→ **ASSIGNED TASK**:
Set all the entries down once more, with nothing altered.

(Source records)

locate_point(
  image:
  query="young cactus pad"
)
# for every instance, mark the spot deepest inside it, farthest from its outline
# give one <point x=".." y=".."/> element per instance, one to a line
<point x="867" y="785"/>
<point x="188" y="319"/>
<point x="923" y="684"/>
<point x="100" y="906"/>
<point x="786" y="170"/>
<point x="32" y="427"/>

→ **SOLUTION**:
locate_point(
  image:
  query="young cactus pad"
)
# for every instance, mark the spot deepest inside it, farthest from its outline
# give one <point x=".." y=".."/> element per instance, one to a line
<point x="867" y="785"/>
<point x="188" y="319"/>
<point x="923" y="684"/>
<point x="100" y="906"/>
<point x="786" y="170"/>
<point x="32" y="427"/>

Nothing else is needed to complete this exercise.